======== Dataset records ========
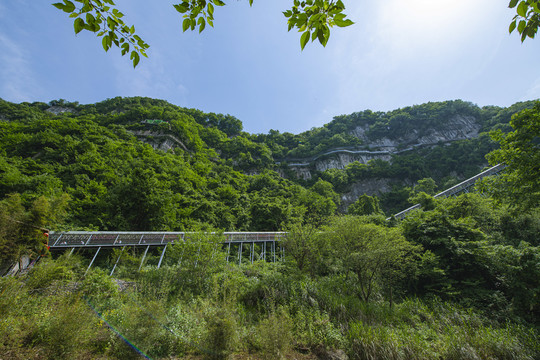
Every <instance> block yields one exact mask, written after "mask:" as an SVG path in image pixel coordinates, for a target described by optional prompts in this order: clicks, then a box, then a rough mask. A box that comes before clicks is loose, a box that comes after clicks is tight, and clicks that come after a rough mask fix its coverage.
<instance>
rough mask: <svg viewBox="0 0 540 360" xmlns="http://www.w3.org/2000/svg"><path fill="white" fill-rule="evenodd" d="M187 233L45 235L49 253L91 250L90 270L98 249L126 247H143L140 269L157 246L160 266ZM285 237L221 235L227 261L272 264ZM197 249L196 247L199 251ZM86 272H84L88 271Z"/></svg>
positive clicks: (256, 233) (228, 232)
mask: <svg viewBox="0 0 540 360" xmlns="http://www.w3.org/2000/svg"><path fill="white" fill-rule="evenodd" d="M192 234H195V233H190V232H157V231H141V232H133V231H68V232H52V233H51V234H50V235H49V247H50V249H51V250H52V251H55V250H67V249H71V252H73V251H74V250H75V249H93V250H95V253H94V256H93V258H92V261H91V262H90V265H89V266H88V269H90V268H91V267H92V265H93V263H94V261H95V260H96V258H97V256H98V254H99V253H100V251H101V250H102V249H112V248H121V249H122V252H123V251H124V250H125V249H126V247H139V248H144V249H145V250H144V255H143V256H142V260H141V264H140V266H139V269H140V268H141V267H142V265H143V263H144V260H145V258H146V255H147V253H148V250H149V249H150V248H151V247H154V248H155V247H160V248H163V249H162V250H161V255H160V258H159V262H158V264H157V267H158V268H159V267H161V264H162V262H163V258H164V256H165V252H166V250H167V246H168V245H169V244H174V243H177V242H186V241H188V240H189V238H190V235H192ZM285 236H286V233H284V232H225V233H223V237H224V240H223V242H222V246H223V248H225V249H226V250H227V262H229V261H234V262H236V261H237V262H238V263H239V264H241V263H242V262H246V261H247V262H251V263H253V261H255V260H264V261H269V262H276V261H281V260H283V256H284V254H285V249H284V248H283V247H282V246H281V245H280V244H279V242H280V241H281V240H282V239H283V238H284V237H285ZM199 249H200V248H199ZM121 256H122V254H120V255H119V257H118V259H117V260H116V263H115V265H114V267H113V269H112V271H111V275H112V274H113V273H114V270H115V268H116V265H117V264H118V262H119V261H120V257H121ZM88 269H87V271H88Z"/></svg>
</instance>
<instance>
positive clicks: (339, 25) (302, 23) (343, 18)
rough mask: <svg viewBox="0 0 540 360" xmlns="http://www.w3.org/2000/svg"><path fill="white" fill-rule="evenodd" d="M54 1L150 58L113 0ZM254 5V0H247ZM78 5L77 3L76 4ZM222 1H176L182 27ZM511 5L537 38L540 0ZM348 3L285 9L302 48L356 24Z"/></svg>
mask: <svg viewBox="0 0 540 360" xmlns="http://www.w3.org/2000/svg"><path fill="white" fill-rule="evenodd" d="M62 1H63V2H58V3H54V4H53V5H54V6H55V7H57V8H58V9H60V10H62V11H64V12H66V13H68V14H69V17H70V18H74V19H75V20H74V21H73V27H74V30H75V33H76V34H78V33H79V32H81V31H83V30H87V31H91V32H94V33H95V34H96V35H97V36H98V37H101V38H102V40H101V41H102V45H103V48H104V49H105V51H108V50H109V49H110V48H111V47H113V46H116V47H118V48H120V50H121V53H122V55H126V54H128V53H129V54H130V59H131V60H132V61H133V67H136V66H137V64H138V63H139V61H140V58H141V56H144V57H148V56H147V55H146V50H147V49H148V47H149V45H148V44H147V43H146V42H144V40H143V39H141V38H140V37H139V36H138V35H137V34H136V33H135V27H134V26H133V25H131V26H129V25H127V24H126V23H125V22H124V21H123V20H122V18H123V17H124V14H123V13H122V12H121V11H120V10H118V8H117V7H116V5H115V3H114V1H113V0H73V1H71V0H62ZM248 2H249V5H253V0H248ZM75 4H77V5H75ZM224 5H225V1H223V0H182V2H181V3H179V4H173V7H174V8H175V10H176V11H178V12H179V13H181V14H183V18H184V20H183V22H182V30H183V31H184V32H185V31H187V30H188V29H190V30H195V29H196V28H198V29H199V32H202V31H203V30H204V29H205V27H206V24H208V25H210V26H212V27H213V26H214V9H215V7H216V6H224ZM508 6H509V7H510V8H516V15H515V16H514V18H513V19H512V22H511V23H510V28H509V30H510V33H512V32H513V31H514V30H517V31H518V32H519V33H520V34H521V41H522V42H523V41H524V40H525V39H526V38H527V37H529V38H534V37H535V35H536V32H537V31H538V27H540V0H510V2H509V5H508ZM344 10H345V5H344V4H343V2H342V0H337V1H336V0H305V1H300V0H293V6H292V8H291V9H290V10H286V11H284V12H283V15H285V17H286V18H287V24H288V30H289V31H290V30H291V29H293V28H295V29H298V31H299V32H301V33H302V35H301V36H300V47H301V49H302V50H303V49H304V47H305V46H306V45H307V43H308V42H309V40H310V39H311V41H315V39H317V40H319V42H320V43H321V44H322V45H323V46H326V44H327V43H328V39H329V38H330V28H332V27H333V26H338V27H347V26H350V25H352V24H353V22H352V21H351V20H350V19H347V15H346V14H344V13H343V11H344Z"/></svg>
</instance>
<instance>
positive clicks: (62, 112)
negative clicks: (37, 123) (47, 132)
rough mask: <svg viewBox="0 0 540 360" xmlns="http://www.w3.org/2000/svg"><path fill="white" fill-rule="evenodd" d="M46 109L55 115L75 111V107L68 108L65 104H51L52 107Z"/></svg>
mask: <svg viewBox="0 0 540 360" xmlns="http://www.w3.org/2000/svg"><path fill="white" fill-rule="evenodd" d="M45 111H48V112H50V113H52V114H54V115H60V114H63V113H65V112H69V113H71V112H73V109H71V108H68V107H63V106H51V107H50V108H48V109H47V110H45Z"/></svg>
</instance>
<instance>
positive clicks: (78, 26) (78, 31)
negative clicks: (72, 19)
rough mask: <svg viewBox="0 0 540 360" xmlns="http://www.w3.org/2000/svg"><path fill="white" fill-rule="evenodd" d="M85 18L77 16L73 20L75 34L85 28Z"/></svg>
mask: <svg viewBox="0 0 540 360" xmlns="http://www.w3.org/2000/svg"><path fill="white" fill-rule="evenodd" d="M84 25H85V24H84V20H83V19H81V18H76V19H75V21H74V22H73V28H74V29H75V34H78V33H80V32H81V31H82V29H84Z"/></svg>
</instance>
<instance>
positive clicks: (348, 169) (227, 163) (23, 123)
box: [0, 97, 533, 231]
========
What to do →
Every line of the data above is to be set down word for word, with the pictures left out.

Reply to the exercise →
Every <instance> block yields one exact mask, written after "mask:" as an SVG path in image pixel coordinates, for a target described by optional prompts in this order: clicks, then a box, then a rough mask. A box that comes before clicks is loose, a box that comes after clicks is tight, and clicks that come after a rough mask fix its coverage.
<instance>
rough mask: <svg viewBox="0 0 540 360" xmlns="http://www.w3.org/2000/svg"><path fill="white" fill-rule="evenodd" d="M187 233L45 235L49 253L91 250L90 270L98 249L126 247H143L140 269L157 246L160 266ZM285 237L221 235L227 261L272 264ZM197 249L196 247L199 251ZM86 272H84L88 271Z"/></svg>
positive clicks: (256, 233) (228, 232)
mask: <svg viewBox="0 0 540 360" xmlns="http://www.w3.org/2000/svg"><path fill="white" fill-rule="evenodd" d="M192 234H195V233H190V232H157V231H141V232H133V231H68V232H52V233H51V234H50V235H49V247H50V249H51V250H52V251H55V250H67V249H71V252H73V251H74V250H75V249H93V250H95V253H94V256H93V258H92V261H91V262H90V265H89V266H88V269H90V268H91V267H92V265H93V263H94V261H95V260H96V258H97V256H98V254H99V253H100V251H101V250H102V249H112V248H121V249H122V252H123V251H124V250H125V249H126V247H139V248H144V249H145V250H144V255H143V256H142V260H141V264H140V266H139V269H140V268H141V267H142V265H143V263H144V260H145V258H146V255H147V253H148V250H149V249H150V248H151V247H154V248H155V247H160V248H163V249H162V250H161V255H160V258H159V262H158V264H157V267H158V268H159V267H161V264H162V262H163V258H164V256H165V252H166V250H167V246H168V245H169V244H174V243H177V242H186V241H188V240H189V238H190V235H192ZM285 236H286V233H284V232H225V233H223V237H224V240H223V242H222V246H223V248H225V249H226V250H227V262H229V261H234V262H236V261H237V262H238V263H239V264H241V263H242V262H246V261H247V262H251V263H253V261H255V260H264V261H269V262H276V261H281V260H283V256H284V254H285V249H284V248H283V247H282V246H281V245H280V244H279V242H280V241H281V240H282V239H283V238H284V237H285ZM199 249H200V248H199ZM121 256H122V254H120V255H119V257H118V259H117V260H116V263H115V265H114V267H113V269H112V271H111V275H112V274H113V273H114V270H115V268H116V265H117V264H118V262H119V261H120V257H121ZM88 269H87V271H88Z"/></svg>
</instance>
<instance>
positive clicks: (339, 25) (302, 23) (343, 18)
rough mask: <svg viewBox="0 0 540 360" xmlns="http://www.w3.org/2000/svg"><path fill="white" fill-rule="evenodd" d="M54 1L150 58L113 0ZM254 5V0H247ZM78 5L77 3L76 4ZM222 1H176L182 27ZM511 5L537 38L540 0ZM348 3L285 9L302 48L356 24Z"/></svg>
mask: <svg viewBox="0 0 540 360" xmlns="http://www.w3.org/2000/svg"><path fill="white" fill-rule="evenodd" d="M62 1H63V2H58V3H54V4H53V5H54V6H55V7H57V8H58V9H60V10H62V11H64V12H66V13H68V14H69V17H70V18H74V19H75V20H74V21H73V27H74V30H75V33H76V34H78V33H79V32H81V31H83V30H87V31H91V32H94V33H95V34H96V35H97V36H98V37H101V38H102V40H101V41H102V45H103V48H104V49H105V51H108V50H109V49H110V48H111V47H113V46H116V47H118V48H120V50H121V53H122V55H126V54H128V53H129V54H130V59H131V60H132V61H133V67H136V66H137V64H138V63H139V61H140V58H141V56H144V57H148V56H147V55H146V50H147V49H148V47H149V45H148V44H147V43H146V42H144V40H143V39H141V38H140V37H139V36H138V35H137V34H136V33H135V27H134V26H133V25H131V26H129V25H127V24H126V23H125V22H124V21H123V20H122V18H123V17H124V14H123V13H122V12H121V11H120V10H118V8H117V7H116V5H115V3H114V1H113V0H73V1H71V0H62ZM248 2H249V5H253V0H248ZM75 4H77V5H75ZM224 5H225V1H223V0H182V2H181V3H179V4H173V7H174V8H175V10H176V11H178V12H179V13H181V14H183V18H184V20H183V22H182V30H183V31H184V32H185V31H187V30H188V29H190V30H195V29H196V28H198V29H199V32H202V31H203V30H204V29H205V27H206V24H208V25H210V26H212V27H213V26H214V9H215V7H216V6H224ZM508 6H509V7H510V8H516V15H515V16H514V18H513V19H512V22H511V23H510V28H509V30H510V33H512V32H513V31H514V30H517V31H518V32H519V33H520V34H521V41H522V42H523V41H524V40H525V39H526V38H527V37H529V38H534V37H535V35H536V32H537V31H538V27H540V0H510V2H509V5H508ZM344 10H345V5H344V4H343V2H342V0H337V1H336V0H305V1H300V0H293V6H292V8H291V9H290V10H286V11H284V12H283V15H285V17H286V18H287V24H288V30H289V31H290V30H291V29H293V28H295V29H298V31H299V32H301V33H302V35H301V36H300V47H301V49H302V50H303V49H304V47H305V46H306V45H307V43H308V42H309V40H310V39H311V41H315V39H317V40H319V42H320V43H321V44H322V45H323V46H326V44H327V43H328V39H329V38H330V28H332V27H333V26H338V27H347V26H350V25H352V24H353V22H352V21H351V20H350V19H347V15H346V14H344V13H343V11H344Z"/></svg>
</instance>
<instance>
positive clicks: (62, 112)
negative clicks: (37, 123) (47, 132)
rough mask: <svg viewBox="0 0 540 360" xmlns="http://www.w3.org/2000/svg"><path fill="white" fill-rule="evenodd" d="M46 109L55 115L75 111V107L68 108L65 104H51L52 107Z"/></svg>
mask: <svg viewBox="0 0 540 360" xmlns="http://www.w3.org/2000/svg"><path fill="white" fill-rule="evenodd" d="M45 111H48V112H50V113H52V114H54V115H60V114H63V113H65V112H69V113H71V112H73V109H71V108H68V107H63V106H51V107H50V108H48V109H47V110H45Z"/></svg>
</instance>
<instance>
positive clicks: (78, 26) (78, 31)
negative clicks: (72, 19)
rough mask: <svg viewBox="0 0 540 360" xmlns="http://www.w3.org/2000/svg"><path fill="white" fill-rule="evenodd" d="M85 18L77 16L73 20L75 34L85 28Z"/></svg>
mask: <svg viewBox="0 0 540 360" xmlns="http://www.w3.org/2000/svg"><path fill="white" fill-rule="evenodd" d="M84 25H85V24H84V20H83V19H81V18H76V19H75V21H74V22H73V28H74V29H75V34H78V33H80V32H81V31H82V29H84Z"/></svg>
</instance>
<instance>
positive clicks: (348, 169) (227, 163) (23, 123)
box: [0, 97, 533, 231]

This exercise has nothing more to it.